> **Что сделать**:
(a) Сверь с текстом о русской идее три утверждения. На каждое ответь «да» или «нет» и приведи точную цитату, которая это решает. (i) Руководство страны хорошо понимает, куда двигаться. (ii) Русская классика заранее отвергла общество потребления. (iii) Автор уверен, что падение читательского вкуса легко остановить.
(b) Куда, согласно тексту о русской идее, отправляют команды умников для «мозгового штурма»?
(c) Допиши текст о русской идее дальше, начиная сразу после его последней фразы.

> **Предложенный текст**:
Руководство страны растеряно. Оно обеспокоено отсутствием ориентиров в движении и нервно запрашивает у интеллектуальной элиты новую «русскую идею». Время от времени сколачиваются команды умников и отсылаются в Голицыно или Жуковку для «мозгового штурма». Что и говорить, картина потешная, тут только разведешь руками. «Русская идея» существует. Ее обдумывали глубочайшие мыслители – от Чаадаева до Бердяева, и пестовали одареннейшие художники – от Карамзина до Булгакова. Она слишком крупна, чтобы ее не видеть. Она никуда не девалась и не девальвировала, поскольку является плодом усилий, совершенно исключительных, как по интеллектуальным, так и по нравственным параметрам. Это совокупный опыт и смысл, целеполагание и силовое поле русской классической литературы.
Почему же нынешние идеологи не слышат своих предшественников? Дело в том, что реализуемый под шумок «новый проект для России» расходится с проектом Пушкина и Гоголя, Лермонтов и Герцена, Достоевского и Толстого, Островского и Щедрина, Платонова и Маяковского, более того, противоречит ему. Русская классика наперед отвергла идеал нынешних либералов – общество потребления. Она давно разоблачила ценности и стимулы социодарвинизма – право сильного, культ успеха, фетишизацию денег, пренебрежение моралью. А что есть классика, как не выявление глубинной сути и чаяний народа. Реформаторам следовало бы задуматься, не потому ли вязнут их начинания и тщетны потуги, что приходится ломать через колено русский характер? Конечно, тут можно поерничать, поржать: «Давно пора, ядрена мать, умом Россию понимать», и еще в том же роде. Но такой смех, как говаривал наш земляк и экс-премьер российского правительства, контрпродуктивен.
Если попытаться определить свойства, составляющие неотразимую привлекательность русской литературы,   в числе главных  должны быть названы гуманизм и антибуржуазность.
Такие мысли подпитывали мое «Предчувствие октября».
Итак, литература отодвинута на обочину общественной жизни, а ее немаловажное звено – критика – отодвинута на обочину литературного процесса. Как может себя чувствовать двойная окраина? Как могут работать пропагандисты книги (библиотекари и др.) без профессионального «маркирования» литературного хозяйства? В бесхозном доме все смешалось, шкала оценок, в лучшем случае, стерта до неразборчивости, в худшем  – перевернута с ног на голову. При катастрофическом падении вкуса в читающей среде (а я помню умного, тонкого читателя 60-80 гг.) лидерами книжного рынка становятся мастера кройки и шитья и бригадного подряда. Возведение в абсолют рейтинга и рыночного спроса делают процесс необратимым – с каждым годом планка требовательности опускается все ниже. Боюсь, что этот процесс уже стал необратимым.
- Какова ситуация с вашим журналом на сегодняшний день? Как обстоит дело с переводческой работой, со специалистами в этой области?

> **Выдержка из материала**:
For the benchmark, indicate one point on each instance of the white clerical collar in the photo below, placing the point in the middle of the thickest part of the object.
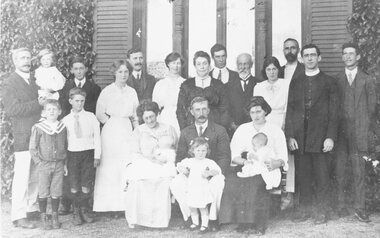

> **Ответы**:
(a)
(i) Нет: «Руководство страны растеряно».
(ii) Да: «Русская классика наперед отвергла идеал нынешних либералов – общество потребления».
(iii) Нет: «Боюсь, что этот процесс уже стал необратимым».

(b) В Голицыно или Жуковку.

(c)
- Ситуация с журналом «Дружба народов» сегодня критическая. Если не закрывать глаза на истинное положение дел, можно сказать, что в ближайшее время журнал может прекратить свое существование. Дополнительный и выразительный штрих – это может случиться в год 75-летия славного издания, совпавшего с Годом культуры в России, да еще и накануне Года литературы. Такое триединство не плод моего сарказма. Не преуспев в поисках национальной идеи, руководство страны выработало простой способ «решения» сложнейших проблем. Они решаются методом заклинания. Перечисленным мною Годам Культуры и Литературы предшествовал Год семьи, Год здоровья, Год образования и т.д. Увы, опыт показал, что опыт заклинания мало эффективен.
Тираж «Дружбы народов» за минувшие 20 лет уменьшился в тысячу раз (с 2 миллионов экземпляров до 2 тысяч). При этом содержательный, литературный уровень журнала не ниже того, который принес ему славу и популярность, но таков, как нынче выражаются, тренд. Совокупный тираж всех литературных изданий, выходящих сегодня в России, не составляет и малой доли былого тиража «ДН».
При этом, по моему убеждению, такой журнал, как «ДН», сегодня нужнее, чем в былые годы. Наше время в равной степени характеризуется тягой культур друг к другу и отстаиванием собственного своеобразия. Именно в точке сплетения этих тенденций наше «золотое сечение», место приложения наших усилий.
«ДН» по-прежнему служит связующим звеном между литературами разных народов, посредством русского языка содействуя их общению и выходу к мировой читательской аудитории. В своей работе мы руководствуемся пониманием того, что стремление народов к независимости и обретению собственной исторической судьбы закономерно. Но нельзя допустить, чтобы этот порыв оборвал все нити, связывающие нас, и вместо взаимной приязни, дружеского участия и живого интереса сеялись недоверие и отчужденность. Нам есть, чем поделиться, что обсудить и обдумать. В частности, это более чем 20-летний опыт преобразований в наших странах, в котором политическая независимость оказалась чревата национальными конфликтами, а духовная свобода переплелась с проблемами морали и социальной справедливости.
Что же касается одного из основных наших инструментов – переводческого дела и его мастеров, то тут ситуация еще хуже, чем с журналом. В советскую эпоху на почве интернационализма и ответственной национальной политики была выстроена великолепная школа художественного перевода с языков сопредельных с Россией стран. «Дружба народов» имела прямое отношение к этому строительству, была, если не архитектором, то энергичным, толковым прорабом. И вот это строение, плод усилий поколений, рушится у нас на глазах. Еще два-три года бездействия, и дом, точнее, его остатки рухнут, и мы останемся без инструмента общения и будем узнавать друг о друге по скандальным репортажам и судебным протоколам.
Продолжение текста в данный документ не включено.